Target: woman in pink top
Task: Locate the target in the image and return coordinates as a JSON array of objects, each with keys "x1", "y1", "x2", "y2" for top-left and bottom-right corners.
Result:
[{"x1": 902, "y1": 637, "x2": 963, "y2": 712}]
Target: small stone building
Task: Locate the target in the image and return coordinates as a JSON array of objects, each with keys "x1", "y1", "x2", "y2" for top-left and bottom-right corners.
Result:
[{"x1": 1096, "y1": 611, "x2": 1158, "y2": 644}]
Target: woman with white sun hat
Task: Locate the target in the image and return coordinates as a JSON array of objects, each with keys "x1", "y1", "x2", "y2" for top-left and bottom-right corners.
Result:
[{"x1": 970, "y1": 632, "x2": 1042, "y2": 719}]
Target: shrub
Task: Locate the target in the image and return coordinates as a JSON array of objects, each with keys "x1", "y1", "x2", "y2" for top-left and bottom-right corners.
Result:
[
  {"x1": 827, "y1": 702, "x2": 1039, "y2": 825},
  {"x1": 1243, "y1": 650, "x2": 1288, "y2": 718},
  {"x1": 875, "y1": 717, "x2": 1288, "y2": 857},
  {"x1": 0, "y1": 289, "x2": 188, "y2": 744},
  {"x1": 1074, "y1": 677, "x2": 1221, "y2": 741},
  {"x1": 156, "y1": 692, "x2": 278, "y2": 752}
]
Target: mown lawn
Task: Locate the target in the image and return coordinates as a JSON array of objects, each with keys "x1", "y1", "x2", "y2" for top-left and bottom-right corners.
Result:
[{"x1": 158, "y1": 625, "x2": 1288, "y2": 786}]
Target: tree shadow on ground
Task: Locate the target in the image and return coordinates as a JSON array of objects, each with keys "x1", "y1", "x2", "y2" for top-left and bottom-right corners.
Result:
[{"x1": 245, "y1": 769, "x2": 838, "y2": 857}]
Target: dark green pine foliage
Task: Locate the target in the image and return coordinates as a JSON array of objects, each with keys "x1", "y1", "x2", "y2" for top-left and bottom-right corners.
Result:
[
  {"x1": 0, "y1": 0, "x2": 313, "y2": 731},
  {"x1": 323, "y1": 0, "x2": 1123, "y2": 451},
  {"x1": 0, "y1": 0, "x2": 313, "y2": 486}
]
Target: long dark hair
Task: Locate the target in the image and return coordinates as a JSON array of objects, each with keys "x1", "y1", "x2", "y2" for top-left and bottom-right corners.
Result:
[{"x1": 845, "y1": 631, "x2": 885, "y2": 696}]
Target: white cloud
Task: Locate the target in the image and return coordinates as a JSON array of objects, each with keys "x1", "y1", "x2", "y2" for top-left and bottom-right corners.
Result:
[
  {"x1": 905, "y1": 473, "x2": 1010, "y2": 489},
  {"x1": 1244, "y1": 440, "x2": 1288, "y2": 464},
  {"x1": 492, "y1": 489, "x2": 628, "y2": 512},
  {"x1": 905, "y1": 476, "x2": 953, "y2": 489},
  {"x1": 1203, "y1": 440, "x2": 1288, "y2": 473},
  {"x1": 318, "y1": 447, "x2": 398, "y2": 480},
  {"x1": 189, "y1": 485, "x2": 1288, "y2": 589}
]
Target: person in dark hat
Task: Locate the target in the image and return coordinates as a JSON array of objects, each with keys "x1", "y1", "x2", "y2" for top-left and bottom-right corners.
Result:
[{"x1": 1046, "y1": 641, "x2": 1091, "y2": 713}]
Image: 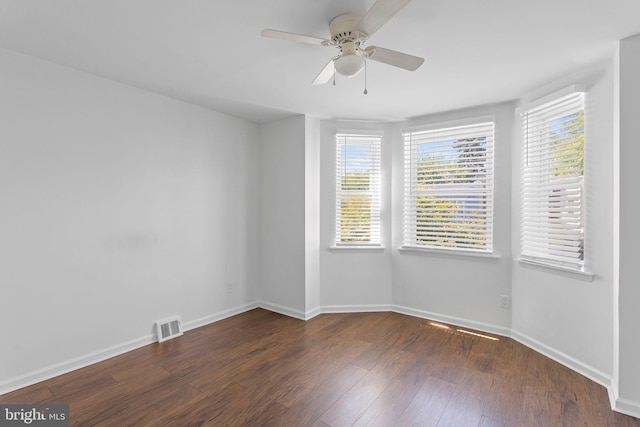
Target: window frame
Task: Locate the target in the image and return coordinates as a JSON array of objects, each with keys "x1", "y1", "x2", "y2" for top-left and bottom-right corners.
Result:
[
  {"x1": 517, "y1": 85, "x2": 593, "y2": 277},
  {"x1": 330, "y1": 129, "x2": 384, "y2": 251},
  {"x1": 400, "y1": 115, "x2": 496, "y2": 258}
]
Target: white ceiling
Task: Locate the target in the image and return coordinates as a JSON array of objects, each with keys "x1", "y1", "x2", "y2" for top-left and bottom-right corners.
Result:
[{"x1": 0, "y1": 0, "x2": 640, "y2": 123}]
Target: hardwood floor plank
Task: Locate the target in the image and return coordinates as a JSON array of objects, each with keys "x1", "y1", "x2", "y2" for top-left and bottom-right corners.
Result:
[
  {"x1": 273, "y1": 365, "x2": 367, "y2": 427},
  {"x1": 0, "y1": 309, "x2": 640, "y2": 427},
  {"x1": 437, "y1": 369, "x2": 493, "y2": 427},
  {"x1": 354, "y1": 380, "x2": 419, "y2": 427},
  {"x1": 395, "y1": 377, "x2": 456, "y2": 427}
]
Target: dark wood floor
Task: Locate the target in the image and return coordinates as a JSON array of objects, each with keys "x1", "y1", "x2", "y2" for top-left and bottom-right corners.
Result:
[{"x1": 0, "y1": 309, "x2": 640, "y2": 427}]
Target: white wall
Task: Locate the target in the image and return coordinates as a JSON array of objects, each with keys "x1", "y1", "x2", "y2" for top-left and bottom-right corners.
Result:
[
  {"x1": 0, "y1": 50, "x2": 258, "y2": 393},
  {"x1": 614, "y1": 35, "x2": 640, "y2": 416},
  {"x1": 392, "y1": 103, "x2": 513, "y2": 334},
  {"x1": 258, "y1": 116, "x2": 306, "y2": 318},
  {"x1": 304, "y1": 116, "x2": 320, "y2": 317},
  {"x1": 511, "y1": 61, "x2": 614, "y2": 385},
  {"x1": 320, "y1": 120, "x2": 393, "y2": 311}
]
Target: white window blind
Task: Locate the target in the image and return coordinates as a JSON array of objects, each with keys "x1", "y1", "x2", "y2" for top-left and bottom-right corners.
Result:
[
  {"x1": 403, "y1": 122, "x2": 494, "y2": 253},
  {"x1": 521, "y1": 92, "x2": 584, "y2": 271},
  {"x1": 336, "y1": 133, "x2": 382, "y2": 246}
]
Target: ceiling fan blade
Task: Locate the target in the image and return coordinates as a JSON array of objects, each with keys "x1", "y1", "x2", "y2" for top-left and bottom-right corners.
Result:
[
  {"x1": 356, "y1": 0, "x2": 411, "y2": 37},
  {"x1": 364, "y1": 46, "x2": 424, "y2": 71},
  {"x1": 313, "y1": 58, "x2": 336, "y2": 85},
  {"x1": 260, "y1": 29, "x2": 329, "y2": 46}
]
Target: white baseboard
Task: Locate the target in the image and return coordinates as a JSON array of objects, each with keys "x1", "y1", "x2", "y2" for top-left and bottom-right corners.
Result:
[
  {"x1": 5, "y1": 301, "x2": 640, "y2": 418},
  {"x1": 0, "y1": 334, "x2": 156, "y2": 395},
  {"x1": 182, "y1": 302, "x2": 259, "y2": 331},
  {"x1": 511, "y1": 330, "x2": 612, "y2": 390},
  {"x1": 257, "y1": 301, "x2": 308, "y2": 320},
  {"x1": 320, "y1": 304, "x2": 391, "y2": 313},
  {"x1": 305, "y1": 307, "x2": 322, "y2": 320},
  {"x1": 391, "y1": 305, "x2": 511, "y2": 337},
  {"x1": 0, "y1": 303, "x2": 258, "y2": 395}
]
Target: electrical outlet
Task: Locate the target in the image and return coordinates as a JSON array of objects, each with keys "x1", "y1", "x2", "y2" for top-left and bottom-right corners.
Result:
[{"x1": 500, "y1": 295, "x2": 511, "y2": 308}]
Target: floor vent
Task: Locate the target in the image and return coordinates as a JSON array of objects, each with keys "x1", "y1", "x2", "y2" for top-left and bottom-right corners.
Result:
[{"x1": 156, "y1": 316, "x2": 182, "y2": 342}]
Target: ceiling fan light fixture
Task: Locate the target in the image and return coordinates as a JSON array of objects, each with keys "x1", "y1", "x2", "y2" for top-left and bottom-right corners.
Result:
[{"x1": 335, "y1": 53, "x2": 365, "y2": 77}]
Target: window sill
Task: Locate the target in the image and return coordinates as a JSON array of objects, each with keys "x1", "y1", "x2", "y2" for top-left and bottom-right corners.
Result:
[
  {"x1": 516, "y1": 258, "x2": 595, "y2": 282},
  {"x1": 398, "y1": 246, "x2": 500, "y2": 259},
  {"x1": 329, "y1": 245, "x2": 385, "y2": 253}
]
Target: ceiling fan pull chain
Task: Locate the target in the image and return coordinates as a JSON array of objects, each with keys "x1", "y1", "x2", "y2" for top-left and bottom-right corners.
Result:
[{"x1": 363, "y1": 61, "x2": 369, "y2": 95}]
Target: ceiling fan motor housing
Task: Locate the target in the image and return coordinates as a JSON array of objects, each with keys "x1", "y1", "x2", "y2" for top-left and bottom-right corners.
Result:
[{"x1": 329, "y1": 13, "x2": 368, "y2": 47}]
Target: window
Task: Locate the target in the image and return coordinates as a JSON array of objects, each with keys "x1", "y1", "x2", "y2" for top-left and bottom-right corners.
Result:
[
  {"x1": 520, "y1": 87, "x2": 584, "y2": 271},
  {"x1": 336, "y1": 133, "x2": 382, "y2": 246},
  {"x1": 403, "y1": 122, "x2": 494, "y2": 253}
]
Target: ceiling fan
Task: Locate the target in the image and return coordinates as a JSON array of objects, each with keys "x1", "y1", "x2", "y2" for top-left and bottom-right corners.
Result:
[{"x1": 261, "y1": 0, "x2": 424, "y2": 85}]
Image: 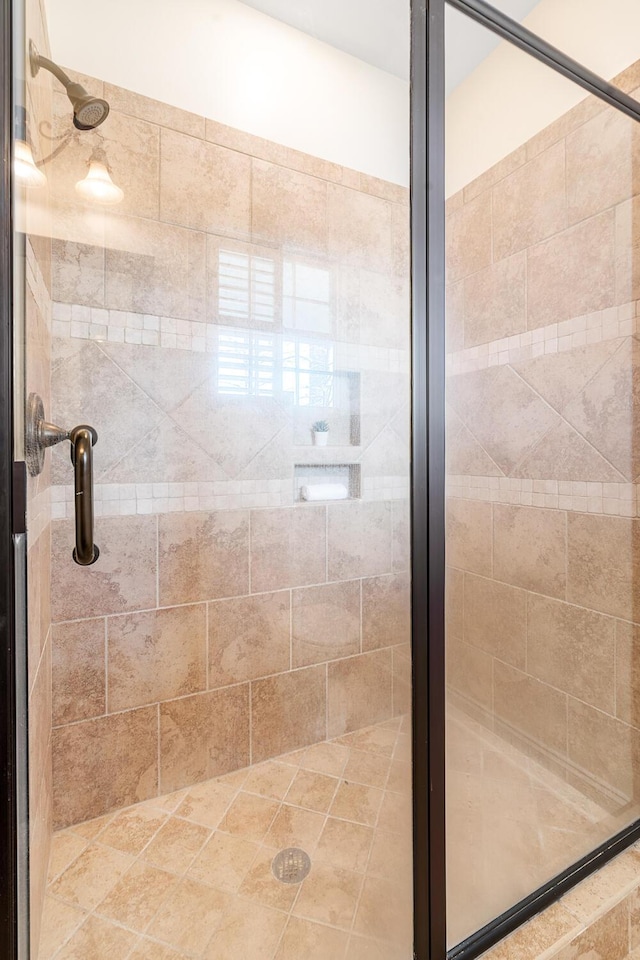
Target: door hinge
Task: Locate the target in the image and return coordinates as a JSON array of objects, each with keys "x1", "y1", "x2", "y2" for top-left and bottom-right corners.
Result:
[{"x1": 11, "y1": 460, "x2": 27, "y2": 536}]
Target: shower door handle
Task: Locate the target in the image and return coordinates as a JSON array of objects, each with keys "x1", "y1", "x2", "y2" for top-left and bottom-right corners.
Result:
[{"x1": 69, "y1": 424, "x2": 100, "y2": 567}]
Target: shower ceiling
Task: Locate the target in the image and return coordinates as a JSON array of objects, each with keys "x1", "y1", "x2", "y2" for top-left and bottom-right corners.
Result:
[{"x1": 243, "y1": 0, "x2": 538, "y2": 85}]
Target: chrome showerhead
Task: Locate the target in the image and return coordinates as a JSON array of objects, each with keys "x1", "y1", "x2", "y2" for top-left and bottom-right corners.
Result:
[
  {"x1": 67, "y1": 83, "x2": 109, "y2": 130},
  {"x1": 29, "y1": 40, "x2": 109, "y2": 130}
]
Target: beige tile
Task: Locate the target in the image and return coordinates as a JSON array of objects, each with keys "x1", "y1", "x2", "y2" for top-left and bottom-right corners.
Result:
[
  {"x1": 327, "y1": 500, "x2": 392, "y2": 580},
  {"x1": 493, "y1": 503, "x2": 575, "y2": 599},
  {"x1": 56, "y1": 917, "x2": 136, "y2": 960},
  {"x1": 566, "y1": 110, "x2": 638, "y2": 223},
  {"x1": 105, "y1": 217, "x2": 206, "y2": 320},
  {"x1": 240, "y1": 847, "x2": 300, "y2": 912},
  {"x1": 527, "y1": 211, "x2": 615, "y2": 330},
  {"x1": 568, "y1": 697, "x2": 640, "y2": 800},
  {"x1": 147, "y1": 877, "x2": 231, "y2": 954},
  {"x1": 50, "y1": 843, "x2": 133, "y2": 910},
  {"x1": 353, "y1": 877, "x2": 413, "y2": 946},
  {"x1": 329, "y1": 781, "x2": 383, "y2": 826},
  {"x1": 327, "y1": 184, "x2": 393, "y2": 273},
  {"x1": 493, "y1": 141, "x2": 567, "y2": 260},
  {"x1": 100, "y1": 805, "x2": 167, "y2": 856},
  {"x1": 564, "y1": 337, "x2": 640, "y2": 480},
  {"x1": 314, "y1": 817, "x2": 373, "y2": 873},
  {"x1": 513, "y1": 420, "x2": 625, "y2": 483},
  {"x1": 158, "y1": 510, "x2": 249, "y2": 605},
  {"x1": 293, "y1": 863, "x2": 362, "y2": 930},
  {"x1": 37, "y1": 897, "x2": 87, "y2": 960},
  {"x1": 292, "y1": 581, "x2": 360, "y2": 667},
  {"x1": 107, "y1": 604, "x2": 207, "y2": 711},
  {"x1": 47, "y1": 830, "x2": 87, "y2": 883},
  {"x1": 524, "y1": 594, "x2": 615, "y2": 713},
  {"x1": 129, "y1": 937, "x2": 187, "y2": 960},
  {"x1": 104, "y1": 83, "x2": 205, "y2": 137},
  {"x1": 446, "y1": 191, "x2": 491, "y2": 283},
  {"x1": 448, "y1": 364, "x2": 558, "y2": 476},
  {"x1": 343, "y1": 749, "x2": 391, "y2": 789},
  {"x1": 327, "y1": 650, "x2": 393, "y2": 737},
  {"x1": 251, "y1": 505, "x2": 326, "y2": 593},
  {"x1": 286, "y1": 770, "x2": 339, "y2": 813},
  {"x1": 557, "y1": 901, "x2": 629, "y2": 960},
  {"x1": 447, "y1": 498, "x2": 493, "y2": 577},
  {"x1": 176, "y1": 780, "x2": 236, "y2": 829},
  {"x1": 251, "y1": 160, "x2": 327, "y2": 253},
  {"x1": 142, "y1": 817, "x2": 210, "y2": 874},
  {"x1": 220, "y1": 792, "x2": 279, "y2": 843},
  {"x1": 51, "y1": 620, "x2": 105, "y2": 724},
  {"x1": 567, "y1": 513, "x2": 640, "y2": 620},
  {"x1": 447, "y1": 639, "x2": 493, "y2": 711},
  {"x1": 616, "y1": 621, "x2": 640, "y2": 727},
  {"x1": 274, "y1": 917, "x2": 348, "y2": 960},
  {"x1": 494, "y1": 662, "x2": 567, "y2": 754},
  {"x1": 53, "y1": 707, "x2": 158, "y2": 826},
  {"x1": 51, "y1": 239, "x2": 104, "y2": 307},
  {"x1": 367, "y1": 823, "x2": 413, "y2": 885},
  {"x1": 51, "y1": 516, "x2": 156, "y2": 620},
  {"x1": 209, "y1": 591, "x2": 291, "y2": 688},
  {"x1": 362, "y1": 574, "x2": 411, "y2": 650},
  {"x1": 265, "y1": 803, "x2": 325, "y2": 853},
  {"x1": 464, "y1": 573, "x2": 527, "y2": 669},
  {"x1": 462, "y1": 252, "x2": 527, "y2": 349},
  {"x1": 203, "y1": 900, "x2": 287, "y2": 960},
  {"x1": 251, "y1": 667, "x2": 326, "y2": 763},
  {"x1": 188, "y1": 831, "x2": 260, "y2": 893},
  {"x1": 96, "y1": 861, "x2": 177, "y2": 933},
  {"x1": 300, "y1": 743, "x2": 350, "y2": 777},
  {"x1": 160, "y1": 684, "x2": 249, "y2": 793},
  {"x1": 445, "y1": 280, "x2": 464, "y2": 353},
  {"x1": 160, "y1": 128, "x2": 251, "y2": 237},
  {"x1": 512, "y1": 340, "x2": 620, "y2": 413}
]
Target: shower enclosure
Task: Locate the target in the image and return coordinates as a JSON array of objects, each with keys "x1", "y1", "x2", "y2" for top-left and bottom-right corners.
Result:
[{"x1": 0, "y1": 0, "x2": 640, "y2": 960}]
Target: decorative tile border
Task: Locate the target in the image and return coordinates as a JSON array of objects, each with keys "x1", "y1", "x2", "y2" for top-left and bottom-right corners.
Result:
[
  {"x1": 50, "y1": 476, "x2": 409, "y2": 520},
  {"x1": 446, "y1": 301, "x2": 640, "y2": 376},
  {"x1": 447, "y1": 476, "x2": 640, "y2": 517},
  {"x1": 53, "y1": 302, "x2": 410, "y2": 374}
]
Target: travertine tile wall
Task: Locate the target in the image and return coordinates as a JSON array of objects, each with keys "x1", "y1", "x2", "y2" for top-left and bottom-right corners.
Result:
[
  {"x1": 447, "y1": 64, "x2": 640, "y2": 806},
  {"x1": 22, "y1": 0, "x2": 53, "y2": 950},
  {"x1": 47, "y1": 78, "x2": 410, "y2": 826}
]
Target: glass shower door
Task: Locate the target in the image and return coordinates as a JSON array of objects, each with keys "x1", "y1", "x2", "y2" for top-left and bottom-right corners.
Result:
[
  {"x1": 15, "y1": 0, "x2": 413, "y2": 960},
  {"x1": 446, "y1": 1, "x2": 640, "y2": 948}
]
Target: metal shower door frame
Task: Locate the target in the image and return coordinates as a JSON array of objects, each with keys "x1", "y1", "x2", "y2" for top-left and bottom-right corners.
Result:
[{"x1": 418, "y1": 0, "x2": 640, "y2": 960}]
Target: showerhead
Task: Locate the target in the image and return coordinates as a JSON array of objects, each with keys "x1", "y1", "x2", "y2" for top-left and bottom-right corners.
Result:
[
  {"x1": 29, "y1": 40, "x2": 109, "y2": 130},
  {"x1": 67, "y1": 83, "x2": 109, "y2": 130}
]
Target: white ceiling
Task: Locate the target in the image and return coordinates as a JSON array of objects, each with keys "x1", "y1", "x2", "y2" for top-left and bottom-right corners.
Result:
[{"x1": 243, "y1": 0, "x2": 538, "y2": 94}]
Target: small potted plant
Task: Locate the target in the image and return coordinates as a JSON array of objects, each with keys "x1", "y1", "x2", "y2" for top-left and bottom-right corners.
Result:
[{"x1": 311, "y1": 420, "x2": 329, "y2": 447}]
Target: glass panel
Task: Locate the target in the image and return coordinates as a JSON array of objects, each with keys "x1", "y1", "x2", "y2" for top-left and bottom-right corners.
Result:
[
  {"x1": 472, "y1": 0, "x2": 640, "y2": 96},
  {"x1": 447, "y1": 9, "x2": 640, "y2": 945},
  {"x1": 17, "y1": 0, "x2": 413, "y2": 960}
]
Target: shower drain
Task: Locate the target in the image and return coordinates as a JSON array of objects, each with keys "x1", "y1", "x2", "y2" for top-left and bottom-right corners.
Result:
[{"x1": 271, "y1": 847, "x2": 311, "y2": 883}]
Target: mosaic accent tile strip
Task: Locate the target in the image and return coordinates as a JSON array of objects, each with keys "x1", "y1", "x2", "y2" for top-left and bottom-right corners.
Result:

══════

§ **Short exercise**
Count the lines of the material above that contain the word "ceiling", and give only that number.

§ **Completed task**
8